::: DOCUMENT PASSAGE :::

Beanstalk & database versioning

Leading on from my earlier post about Development environments & source control, I got a question asking about database versioning and how that fits in to the whole system. One of the joys of using Beanstalk is the ability to have it call a webhook post-deployment. Meaning that you can call a certain script or page on your site after the deployment has finished.

The basics

The way this’ll work is as follows:

  1. Create a file called ‘dbchanges.sql’, which should contain all changes required for the database.
  2. Create a file called ‘dbupdate.php’. This file will self-delete when it has ran, so as to stop it being run again, but ultimately, it will take your SQL & run it on your SQL server for you.
  3. Configure a web hook to run the dbupdate.php file on Post-Deployment.


The main thing to ensure is that when you run your SQL, if you are spanning multiple databases, to not select the databse when you connect. However, you should instead database prefix your tables. So, instead of table `site`, you would use something like `my`.`site`, where the table `site` is within database `my`.

Also, ensure that your SQL queries end with a semi-colon to stop the SQL failing & ultimately breaking everything.


Of course, this can be written in any language that you want that is capable of database interactions, so save the hate on PHP. Ultimately all that the script needs to do is connect to the db server, run the SQL, disconnect, delete the ‘dbchanges.sql’ file, and then self-delete the ‘dpupdate.php’ file. Of course, a check should be put in place to double check that the SQL file exists.

There is a lot of scope here for what the PHP script does. One of the main things that I’d make it do is back up your database before running the SQL changes, this means that you have a failsafe incase everything fails. For this to run, you need to find out/make sure you’re able to execute the system() function, many hosts disable this due to what it opens up.

:::

**TO BE DONE:**
(a) List the steps the Beanstalk post gives for setting up database versioning.
(b) Reproduce the part of the Beanstalk post between "Leading on from" and "server for you.", inclusive.
The listing that comes next has no connection to the Beanstalk post.

::: MATERIAL :::

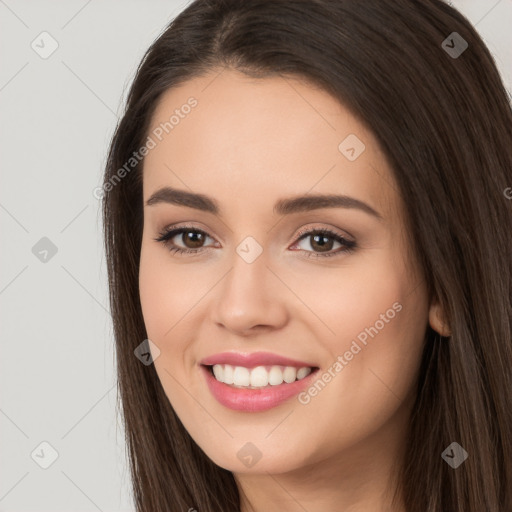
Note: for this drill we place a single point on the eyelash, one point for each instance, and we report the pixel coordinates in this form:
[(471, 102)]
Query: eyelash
[(166, 235)]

:::

**OUTPUTS FOR THE TASKS:**
(a)
1. Create a file called 'dbchanges.sql' that contains all changes required for the database.
2. Create a file called 'dbupdate.php', which runs that SQL on the SQL server and then deletes itself so it cannot run again.
3. Configure a web hook to run the dbupdate.php file on Post-Deployment.

(b)
Leading on from my earlier post about Development environments & source control, I got a question asking about database versioning and how that fits in to the whole system. One of the joys of using Beanstalk is the ability to have it call a webhook post-deployment. Meaning that you can call a certain script or page on your site after the deployment has finished.

The basics

The way this’ll work is as follows:

  1. Create a file called ‘dbchanges.sql’, which should contain all changes required for the database.
  2. Create a file called ‘dbupdate.php’. This file will self-delete when it has ran, so as to stop it being run again, but ultimately, it will take your SQL & run it on your SQL server for you.